::: EXERCISE DATA

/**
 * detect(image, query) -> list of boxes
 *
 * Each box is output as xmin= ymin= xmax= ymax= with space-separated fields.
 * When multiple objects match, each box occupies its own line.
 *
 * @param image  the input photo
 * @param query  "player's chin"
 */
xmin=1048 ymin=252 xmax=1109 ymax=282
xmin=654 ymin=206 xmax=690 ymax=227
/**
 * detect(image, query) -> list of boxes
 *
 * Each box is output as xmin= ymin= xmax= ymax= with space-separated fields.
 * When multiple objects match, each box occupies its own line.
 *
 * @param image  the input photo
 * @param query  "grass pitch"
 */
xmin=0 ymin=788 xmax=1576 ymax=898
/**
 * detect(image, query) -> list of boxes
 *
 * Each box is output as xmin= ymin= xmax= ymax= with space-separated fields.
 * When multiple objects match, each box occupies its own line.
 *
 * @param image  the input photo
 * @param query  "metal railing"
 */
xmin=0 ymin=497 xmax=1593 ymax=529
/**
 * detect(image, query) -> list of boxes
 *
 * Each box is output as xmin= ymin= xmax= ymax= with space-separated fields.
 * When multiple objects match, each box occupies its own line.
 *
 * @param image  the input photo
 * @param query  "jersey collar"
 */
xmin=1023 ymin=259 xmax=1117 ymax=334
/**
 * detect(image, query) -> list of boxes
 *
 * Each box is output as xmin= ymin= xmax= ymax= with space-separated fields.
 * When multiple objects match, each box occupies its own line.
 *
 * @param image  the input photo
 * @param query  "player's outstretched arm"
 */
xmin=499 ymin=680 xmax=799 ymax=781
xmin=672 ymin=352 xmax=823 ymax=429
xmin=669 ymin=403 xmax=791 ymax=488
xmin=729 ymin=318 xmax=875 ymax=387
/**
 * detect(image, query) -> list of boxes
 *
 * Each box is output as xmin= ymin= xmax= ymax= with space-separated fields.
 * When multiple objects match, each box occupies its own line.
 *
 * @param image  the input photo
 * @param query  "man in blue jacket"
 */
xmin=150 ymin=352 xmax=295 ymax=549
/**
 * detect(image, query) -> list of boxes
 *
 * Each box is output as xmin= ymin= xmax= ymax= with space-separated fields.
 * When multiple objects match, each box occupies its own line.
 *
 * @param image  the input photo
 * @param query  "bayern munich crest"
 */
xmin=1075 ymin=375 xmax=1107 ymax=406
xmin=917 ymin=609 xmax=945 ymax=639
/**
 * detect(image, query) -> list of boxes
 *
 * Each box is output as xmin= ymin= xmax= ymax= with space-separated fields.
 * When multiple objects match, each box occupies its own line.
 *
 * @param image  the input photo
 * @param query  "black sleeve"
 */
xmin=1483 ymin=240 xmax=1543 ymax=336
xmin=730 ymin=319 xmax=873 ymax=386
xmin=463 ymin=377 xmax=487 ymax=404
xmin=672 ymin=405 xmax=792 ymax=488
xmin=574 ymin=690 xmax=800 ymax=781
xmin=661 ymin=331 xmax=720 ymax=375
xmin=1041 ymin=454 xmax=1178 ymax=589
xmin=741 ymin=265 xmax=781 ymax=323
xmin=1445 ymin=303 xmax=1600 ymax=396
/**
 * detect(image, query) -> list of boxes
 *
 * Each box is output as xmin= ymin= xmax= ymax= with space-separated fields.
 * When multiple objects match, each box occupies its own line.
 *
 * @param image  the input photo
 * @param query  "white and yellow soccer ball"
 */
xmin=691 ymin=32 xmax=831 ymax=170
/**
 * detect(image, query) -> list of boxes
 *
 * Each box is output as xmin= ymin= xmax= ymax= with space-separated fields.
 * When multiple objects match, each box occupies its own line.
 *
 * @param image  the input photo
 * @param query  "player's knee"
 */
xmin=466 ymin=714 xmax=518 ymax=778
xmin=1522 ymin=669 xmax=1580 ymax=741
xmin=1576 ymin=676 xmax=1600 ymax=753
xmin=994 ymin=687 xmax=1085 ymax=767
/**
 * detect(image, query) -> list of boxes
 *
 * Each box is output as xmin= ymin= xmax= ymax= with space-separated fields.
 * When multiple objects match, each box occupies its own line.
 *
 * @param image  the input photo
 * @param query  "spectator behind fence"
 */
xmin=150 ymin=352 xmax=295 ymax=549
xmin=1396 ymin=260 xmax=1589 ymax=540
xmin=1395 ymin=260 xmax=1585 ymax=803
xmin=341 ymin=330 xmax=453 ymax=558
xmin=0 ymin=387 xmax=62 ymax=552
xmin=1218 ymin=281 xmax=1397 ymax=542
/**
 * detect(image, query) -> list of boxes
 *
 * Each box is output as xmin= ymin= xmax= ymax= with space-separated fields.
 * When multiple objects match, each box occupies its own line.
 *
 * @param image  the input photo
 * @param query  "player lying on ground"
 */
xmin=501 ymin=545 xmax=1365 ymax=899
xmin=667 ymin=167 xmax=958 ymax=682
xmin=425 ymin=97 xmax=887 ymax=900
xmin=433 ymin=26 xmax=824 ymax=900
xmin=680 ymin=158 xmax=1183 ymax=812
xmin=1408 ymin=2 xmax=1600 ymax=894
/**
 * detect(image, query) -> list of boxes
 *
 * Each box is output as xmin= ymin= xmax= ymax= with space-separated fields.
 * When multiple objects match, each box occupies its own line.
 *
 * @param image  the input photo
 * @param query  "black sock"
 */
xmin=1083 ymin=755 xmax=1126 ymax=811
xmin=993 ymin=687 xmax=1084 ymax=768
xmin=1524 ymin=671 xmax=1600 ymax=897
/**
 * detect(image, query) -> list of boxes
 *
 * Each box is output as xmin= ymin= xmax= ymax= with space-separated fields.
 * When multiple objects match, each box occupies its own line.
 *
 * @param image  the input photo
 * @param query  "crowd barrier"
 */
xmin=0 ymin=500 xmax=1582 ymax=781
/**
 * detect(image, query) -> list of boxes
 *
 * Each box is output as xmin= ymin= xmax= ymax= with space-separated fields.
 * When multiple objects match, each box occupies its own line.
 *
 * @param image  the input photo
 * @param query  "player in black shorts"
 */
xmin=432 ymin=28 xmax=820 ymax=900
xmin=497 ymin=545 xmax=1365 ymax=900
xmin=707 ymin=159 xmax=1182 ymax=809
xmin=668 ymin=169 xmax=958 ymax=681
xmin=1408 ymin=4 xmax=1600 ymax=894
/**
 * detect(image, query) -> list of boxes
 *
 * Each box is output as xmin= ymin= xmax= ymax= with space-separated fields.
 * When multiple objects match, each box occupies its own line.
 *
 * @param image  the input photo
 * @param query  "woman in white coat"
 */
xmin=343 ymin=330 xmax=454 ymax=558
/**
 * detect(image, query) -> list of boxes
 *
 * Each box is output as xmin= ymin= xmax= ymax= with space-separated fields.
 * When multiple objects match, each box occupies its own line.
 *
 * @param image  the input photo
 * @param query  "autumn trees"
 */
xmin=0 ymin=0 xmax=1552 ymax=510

::::::

▸ **ACTIVITY**:
In the records above, find each line that mentions the string "white", then copy it.

▸ **EXERCISE OUTPUT**:
 * @param query  "white and yellow soccer ball"
 * @param query  "woman in white coat"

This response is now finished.